● **DATA PROVIDED**:
↓↓↓
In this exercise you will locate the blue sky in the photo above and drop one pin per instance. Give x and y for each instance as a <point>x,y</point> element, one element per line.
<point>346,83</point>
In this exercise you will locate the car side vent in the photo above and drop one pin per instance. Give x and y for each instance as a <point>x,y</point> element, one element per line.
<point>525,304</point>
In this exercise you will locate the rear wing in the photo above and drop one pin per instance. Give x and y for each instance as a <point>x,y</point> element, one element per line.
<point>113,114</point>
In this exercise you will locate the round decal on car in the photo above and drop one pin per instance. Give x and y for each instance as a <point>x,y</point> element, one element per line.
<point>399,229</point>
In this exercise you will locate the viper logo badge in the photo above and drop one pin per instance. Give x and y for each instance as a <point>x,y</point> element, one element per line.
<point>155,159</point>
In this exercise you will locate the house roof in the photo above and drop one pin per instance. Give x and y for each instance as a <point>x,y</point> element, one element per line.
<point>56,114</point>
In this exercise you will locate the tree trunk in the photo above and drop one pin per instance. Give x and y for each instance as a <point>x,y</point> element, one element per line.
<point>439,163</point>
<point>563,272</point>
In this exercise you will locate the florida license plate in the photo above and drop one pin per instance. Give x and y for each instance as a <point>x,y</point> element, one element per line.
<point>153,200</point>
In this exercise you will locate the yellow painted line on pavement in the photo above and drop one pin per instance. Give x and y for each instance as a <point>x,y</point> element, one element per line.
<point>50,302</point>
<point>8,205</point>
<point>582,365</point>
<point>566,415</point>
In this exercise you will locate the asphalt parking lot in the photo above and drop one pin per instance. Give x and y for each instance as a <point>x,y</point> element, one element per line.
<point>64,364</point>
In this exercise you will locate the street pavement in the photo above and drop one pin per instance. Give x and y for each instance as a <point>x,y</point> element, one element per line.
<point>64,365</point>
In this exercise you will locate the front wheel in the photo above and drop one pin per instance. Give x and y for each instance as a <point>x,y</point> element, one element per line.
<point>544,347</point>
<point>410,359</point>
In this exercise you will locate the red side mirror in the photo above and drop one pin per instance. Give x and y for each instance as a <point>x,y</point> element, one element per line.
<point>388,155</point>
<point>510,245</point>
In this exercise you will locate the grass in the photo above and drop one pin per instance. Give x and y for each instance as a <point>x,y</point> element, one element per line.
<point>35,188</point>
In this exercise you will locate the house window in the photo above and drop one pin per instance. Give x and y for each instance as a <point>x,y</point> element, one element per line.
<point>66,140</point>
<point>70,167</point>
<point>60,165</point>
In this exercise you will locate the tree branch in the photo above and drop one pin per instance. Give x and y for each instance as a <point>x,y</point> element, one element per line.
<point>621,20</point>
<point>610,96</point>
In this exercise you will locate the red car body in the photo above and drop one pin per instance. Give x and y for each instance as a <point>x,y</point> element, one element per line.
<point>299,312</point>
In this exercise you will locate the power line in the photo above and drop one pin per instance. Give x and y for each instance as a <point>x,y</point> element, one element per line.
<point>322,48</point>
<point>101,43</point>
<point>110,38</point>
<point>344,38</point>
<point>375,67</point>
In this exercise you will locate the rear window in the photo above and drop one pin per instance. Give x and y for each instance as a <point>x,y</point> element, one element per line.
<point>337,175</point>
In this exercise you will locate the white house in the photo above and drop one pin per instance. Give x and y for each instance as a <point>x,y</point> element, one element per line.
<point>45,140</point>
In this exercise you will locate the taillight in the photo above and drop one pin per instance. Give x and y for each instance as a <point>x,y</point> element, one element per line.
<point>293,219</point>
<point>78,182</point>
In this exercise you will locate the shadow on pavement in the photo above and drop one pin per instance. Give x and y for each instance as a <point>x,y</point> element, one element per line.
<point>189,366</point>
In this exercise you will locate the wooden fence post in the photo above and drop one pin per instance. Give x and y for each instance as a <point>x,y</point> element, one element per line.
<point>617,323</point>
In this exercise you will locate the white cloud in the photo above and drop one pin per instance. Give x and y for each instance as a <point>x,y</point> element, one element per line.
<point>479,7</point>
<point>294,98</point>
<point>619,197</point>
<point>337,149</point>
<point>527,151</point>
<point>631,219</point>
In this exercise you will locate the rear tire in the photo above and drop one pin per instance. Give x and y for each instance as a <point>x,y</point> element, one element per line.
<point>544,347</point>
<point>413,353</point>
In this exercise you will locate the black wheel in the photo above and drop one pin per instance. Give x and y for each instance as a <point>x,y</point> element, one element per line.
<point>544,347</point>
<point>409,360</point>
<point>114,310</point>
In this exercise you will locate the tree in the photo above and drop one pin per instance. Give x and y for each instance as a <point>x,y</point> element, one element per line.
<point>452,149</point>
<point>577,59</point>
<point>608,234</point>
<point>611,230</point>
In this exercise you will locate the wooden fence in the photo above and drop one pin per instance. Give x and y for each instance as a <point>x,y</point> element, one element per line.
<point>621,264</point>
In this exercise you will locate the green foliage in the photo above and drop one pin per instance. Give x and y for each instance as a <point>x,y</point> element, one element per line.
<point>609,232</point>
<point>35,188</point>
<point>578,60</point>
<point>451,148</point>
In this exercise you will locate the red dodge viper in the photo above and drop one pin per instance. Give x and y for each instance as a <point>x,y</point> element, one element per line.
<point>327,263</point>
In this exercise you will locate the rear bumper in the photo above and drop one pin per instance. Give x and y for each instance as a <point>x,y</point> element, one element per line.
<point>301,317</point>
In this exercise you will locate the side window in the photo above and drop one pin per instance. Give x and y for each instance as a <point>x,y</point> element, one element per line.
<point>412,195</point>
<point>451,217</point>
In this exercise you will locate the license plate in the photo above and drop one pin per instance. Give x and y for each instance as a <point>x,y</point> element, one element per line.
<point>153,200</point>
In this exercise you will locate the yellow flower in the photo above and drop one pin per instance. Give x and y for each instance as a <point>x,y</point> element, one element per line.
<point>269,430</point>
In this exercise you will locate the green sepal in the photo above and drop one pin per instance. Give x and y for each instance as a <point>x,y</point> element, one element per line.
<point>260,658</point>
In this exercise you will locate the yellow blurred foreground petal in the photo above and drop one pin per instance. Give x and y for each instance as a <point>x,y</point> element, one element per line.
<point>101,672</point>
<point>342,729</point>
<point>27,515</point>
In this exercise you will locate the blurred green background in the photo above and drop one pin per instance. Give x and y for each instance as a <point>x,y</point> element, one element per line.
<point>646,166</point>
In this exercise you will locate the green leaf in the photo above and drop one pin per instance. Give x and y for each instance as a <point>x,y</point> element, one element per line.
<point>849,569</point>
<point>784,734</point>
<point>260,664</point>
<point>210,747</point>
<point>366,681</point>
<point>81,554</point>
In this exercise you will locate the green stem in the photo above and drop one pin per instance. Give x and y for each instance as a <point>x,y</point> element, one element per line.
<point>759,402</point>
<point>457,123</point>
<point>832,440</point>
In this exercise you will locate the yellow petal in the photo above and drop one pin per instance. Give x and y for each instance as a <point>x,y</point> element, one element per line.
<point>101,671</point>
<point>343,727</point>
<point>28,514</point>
↑↑↑
● **AIM**: Rewrite all the records above, replacing "drop one pin" with "place one marker" and leaving everything else unchanged.

● **RESPONSE TO THE TASK**:
In this exercise you will locate the blue sky in the photo above and place one marker per instance. Give x and y for each instance as a <point>x,y</point> element, one element per line.
<point>346,83</point>
In this exercise you will locate the car side vent in the photo above and place one marker per instance. Give x and y for each instance as a <point>x,y</point> element, one element per line.
<point>525,304</point>
In this exercise you will locate the rear wing in the photo above and place one marker per instance. Give x and y for each instance as a <point>x,y</point> element, one element per line.
<point>113,114</point>
In this exercise you will locate the round decal on car in the photo above and place one marker per instance. Give x and y for each instance as a <point>x,y</point> element, one element per line.
<point>399,229</point>
In this exercise you will locate the viper logo badge in the photo above and place one marker per instance. Give x and y for each instance as a <point>x,y</point> element, one element per line.
<point>155,159</point>
In this exercise you will locate the house roof in the photo above and place one marker per instance. Give x and y for each instance as a <point>x,y</point> element, one element per line.
<point>56,114</point>
In this exercise you will locate the tree trunk in the photo above and place one marker per instance. Give x and y for each instance as a <point>x,y</point> element, one element per line.
<point>439,163</point>
<point>563,272</point>
In this exercise you will locate the florida license plate in the photo above and place one marker per instance. Give x and y for each instance as a <point>x,y</point> element, one element per line.
<point>153,200</point>
In this exercise you will locate the yellow painted line on pavement in the photo above and place one marker per instance. Give x and y for each instance as a <point>x,y</point> element, one element per line.
<point>50,302</point>
<point>8,205</point>
<point>582,365</point>
<point>566,415</point>
In this exercise you will locate the asphalt parking lot in the photo above and place one marker per instance. Give x and y for each instance as a <point>x,y</point> element, one element per line.
<point>64,364</point>
In this exercise you will locate the street pavement in the photo above and place one marker per instance. Give x and y for each instance as a <point>x,y</point> element, one element per line.
<point>64,365</point>
In this exercise you will locate the front wheel in the photo above and place one marker per instance. Give x and y for each instance as a <point>x,y</point> element, one element per line.
<point>544,347</point>
<point>410,359</point>
In this exercise you will locate the red side mirror in the photo above and place one marker per instance. Give x and y for each instance as a <point>x,y</point> element, one element per line.
<point>388,155</point>
<point>510,245</point>
In this exercise you will locate the grass in the photo above and place one marker per instance. Give x and y for each instance as a <point>x,y</point> element, one element per line.
<point>35,188</point>
In this exercise you will locate the house window in the photo above and place one marker per instance. Give x and y for each instance as a <point>x,y</point> element, one element per line.
<point>66,140</point>
<point>70,167</point>
<point>60,165</point>
In this exercise you will locate the tree branch in the photo above and place one marker per instance. Give x and y for each instance as a <point>x,y</point> element, one element per line.
<point>621,20</point>
<point>610,96</point>
In this exercise you will locate the red car body in the photo above and place one marker per instance. Give x and y for each instance as a <point>x,y</point> element, one element per line.
<point>299,312</point>
In this exercise you will locate the power line in the photo above and place one marker per instance. Give x and y for each instance as a <point>x,y</point> element, one element per line.
<point>322,48</point>
<point>101,43</point>
<point>110,38</point>
<point>344,38</point>
<point>375,67</point>
In this exercise you will locate the rear window in the photo above and place one marker per instance. Give x and y for each instance as a <point>x,y</point> element, one element per line.
<point>337,175</point>
In this exercise you will locate the white house in the photo above and place one marker per instance. Give x and y for each instance as a <point>x,y</point> element, one element per line.
<point>45,140</point>
In this exercise you will locate the taillight in the photo above and place one marker per instance. Give x and y for each instance as a <point>x,y</point> element, one element per line.
<point>293,219</point>
<point>78,182</point>
In this exercise you will locate the shadow on pavement in the photo above and place one marker per instance. Give x and y for each instance as a <point>x,y</point> element, one element per line.
<point>189,366</point>
In this exercise you will locate the wooden fence post in the photo above and place one marker per instance. Give x and y for each instance as a <point>x,y</point> element, one element per line.
<point>617,323</point>
In this exercise you will locate the white cloud in the photo above and place one marker per instance. Give x and y for each instance as a <point>x,y</point> element, one element per line.
<point>479,7</point>
<point>294,98</point>
<point>619,197</point>
<point>337,149</point>
<point>527,151</point>
<point>631,219</point>
In this exercise you will locate the rear tire in the photo above and place one marker per instance. Give x and y for each instance as a <point>x,y</point> element, one element per line.
<point>544,347</point>
<point>413,353</point>
In this exercise you will locate the black wheel in the photo above and place one marker per instance. Give x and y for each instance as a <point>x,y</point> element, one element per line.
<point>544,347</point>
<point>409,360</point>
<point>114,310</point>
In this exercise you will locate the tree in the photo above and place one marker per instance. Give x and y for each instance as a <point>x,y</point> element, one element per line.
<point>452,149</point>
<point>577,59</point>
<point>608,234</point>
<point>611,230</point>
In this exercise you will locate the wooden fence in the photo above and place one marker per instance. Give x and y for each instance as a <point>x,y</point> element, one element per line.
<point>621,264</point>
In this exercise you will locate the green foliage in the photo above and place one marker per instance. Give x and y for each instance as a <point>x,y</point> element, one element per line.
<point>609,232</point>
<point>35,188</point>
<point>578,60</point>
<point>451,148</point>
In this exercise you will locate the red dodge viper in the photo above and place one marker per instance. Give x and y for each instance as a <point>x,y</point> element, one element per line.
<point>327,263</point>
In this exercise you will locate the rear bumper in the photo above and place one marker per instance. Give x and y for each instance as a <point>x,y</point> element, one element per line.
<point>301,317</point>
In this exercise you will locate the side window in the photo above and place one marker per instance. Give x and y for each instance as a <point>x,y</point> element, one element per line.
<point>412,195</point>
<point>451,217</point>
In this exercise you will locate the license plate in the photo above and place one marker per instance. Give x and y for each instance as a <point>x,y</point> element, one element per line.
<point>153,200</point>
In this exercise you will locate the yellow flower in the photo above and place one marker per instance. Give x and y for each instance as a <point>x,y</point> element, one element per line.
<point>269,430</point>
In this exercise you will locate the green sepal in the photo above and place one marker per instance. Give x and y for each instance as a <point>x,y</point> element, one element per line.
<point>260,658</point>
In this exercise you will locate the yellow blurred foreground petal in the photo above and place one marker per instance. Give x and y for each instance as a <point>x,y</point> element, one element per line.
<point>101,672</point>
<point>342,729</point>
<point>27,515</point>
In this exercise you will locate the blurred green background in the photo above and place one marker per instance. Give x and y for each instance as a <point>x,y</point> element, one element per line.
<point>646,166</point>
In this exercise you will locate the green leaf in the photo above and place one marker per instance. Give x and y for each instance as a <point>x,y</point> element, one element per line.
<point>849,569</point>
<point>784,734</point>
<point>260,664</point>
<point>210,747</point>
<point>366,681</point>
<point>81,554</point>
In this exercise you will locate the green stem in the photo above and place one marker per instance. Give x and y for each instance as a <point>x,y</point> element, one element per line.
<point>759,402</point>
<point>457,123</point>
<point>832,440</point>
In this exercise you will locate the yellow petal in the photo above and place one marker per instance. Give x and y for each instance as a <point>x,y</point> element, one element per line.
<point>101,671</point>
<point>343,727</point>
<point>28,514</point>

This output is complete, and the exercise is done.